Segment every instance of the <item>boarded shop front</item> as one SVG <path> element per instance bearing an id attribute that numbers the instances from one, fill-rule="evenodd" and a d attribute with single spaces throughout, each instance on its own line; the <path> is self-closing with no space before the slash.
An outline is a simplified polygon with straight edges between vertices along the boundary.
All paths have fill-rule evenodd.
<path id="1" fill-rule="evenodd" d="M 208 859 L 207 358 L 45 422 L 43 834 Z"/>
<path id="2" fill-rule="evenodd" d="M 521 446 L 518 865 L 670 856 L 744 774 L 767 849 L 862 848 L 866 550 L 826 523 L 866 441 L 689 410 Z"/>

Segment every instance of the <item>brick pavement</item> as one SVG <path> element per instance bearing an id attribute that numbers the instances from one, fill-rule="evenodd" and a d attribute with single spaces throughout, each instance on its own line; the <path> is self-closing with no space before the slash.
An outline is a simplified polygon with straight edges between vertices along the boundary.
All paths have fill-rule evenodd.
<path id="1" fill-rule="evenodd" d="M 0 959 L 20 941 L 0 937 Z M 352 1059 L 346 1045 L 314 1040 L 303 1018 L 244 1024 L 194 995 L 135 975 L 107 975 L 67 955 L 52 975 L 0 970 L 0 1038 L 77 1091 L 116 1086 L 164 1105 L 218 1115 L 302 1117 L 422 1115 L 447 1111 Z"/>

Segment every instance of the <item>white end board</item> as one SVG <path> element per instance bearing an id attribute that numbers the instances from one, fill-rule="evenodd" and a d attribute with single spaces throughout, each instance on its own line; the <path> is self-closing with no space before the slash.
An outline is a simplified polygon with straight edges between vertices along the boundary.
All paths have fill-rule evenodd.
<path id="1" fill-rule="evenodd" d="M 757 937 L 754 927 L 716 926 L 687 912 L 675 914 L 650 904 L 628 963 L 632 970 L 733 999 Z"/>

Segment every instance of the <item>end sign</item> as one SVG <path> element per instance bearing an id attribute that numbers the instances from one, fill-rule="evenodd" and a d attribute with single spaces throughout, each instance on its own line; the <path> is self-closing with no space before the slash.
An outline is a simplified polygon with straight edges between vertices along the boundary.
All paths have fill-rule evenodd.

════

Give the data again, unchanged in every line.

Answer to this exercise:
Segment every instance of the <item>boarded shop front</item> as one SVG <path> element per instance bearing an id attribute that numbers the instances from one, fill-rule="evenodd" and a d attribute with single spaces throughout, each instance on its own line; the <path> is self-closing with no space before the slash.
An outline is a simplified polygon with straight edges between vertices along the boundary.
All paths have fill-rule evenodd.
<path id="1" fill-rule="evenodd" d="M 208 859 L 207 358 L 45 422 L 43 834 Z"/>
<path id="2" fill-rule="evenodd" d="M 521 446 L 518 865 L 670 856 L 744 774 L 767 849 L 862 848 L 866 550 L 826 523 L 866 441 L 689 410 Z"/>

Segment every instance of the <item>brick pavement</item> as one SVG <path> element per instance bearing an id attribute that numbers the instances from one, fill-rule="evenodd" and a d attribute with single spaces throughout, each instance on its own line; the <path> is self-closing with no space before the slash.
An outline is a simplified polygon with straight edges between vertices along the boundary.
All paths have fill-rule evenodd.
<path id="1" fill-rule="evenodd" d="M 0 959 L 20 941 L 0 937 Z M 352 1059 L 346 1045 L 314 1040 L 303 1018 L 244 1024 L 194 995 L 135 975 L 107 975 L 67 955 L 52 975 L 0 970 L 0 1038 L 77 1091 L 116 1086 L 164 1105 L 218 1115 L 302 1117 L 422 1115 L 447 1111 Z"/>

Segment every instance of the <item>white end board</item> as one SVG <path> element per instance bearing an id attribute that numbers the instances from one, fill-rule="evenodd" and a d attribute with single spaces throughout, each instance on its own line; the <path> is self-closing with no space before the slash.
An outline is a simplified polygon with straight edges between vertices along the boundary.
All paths have fill-rule evenodd.
<path id="1" fill-rule="evenodd" d="M 757 937 L 754 927 L 716 926 L 687 912 L 675 914 L 650 904 L 628 963 L 632 970 L 733 999 Z"/>

Segment every instance of the <item>end sign</item> as one SVG <path> element per instance bearing an id attribute that numbers the instances from one, fill-rule="evenodd" and a d attribute with single spaces throughout, each instance on its own line; the <path> is self-closing with no space before the slash.
An outline is a simplified polygon with straight edges between vertices along the boundary.
All paths have fill-rule evenodd.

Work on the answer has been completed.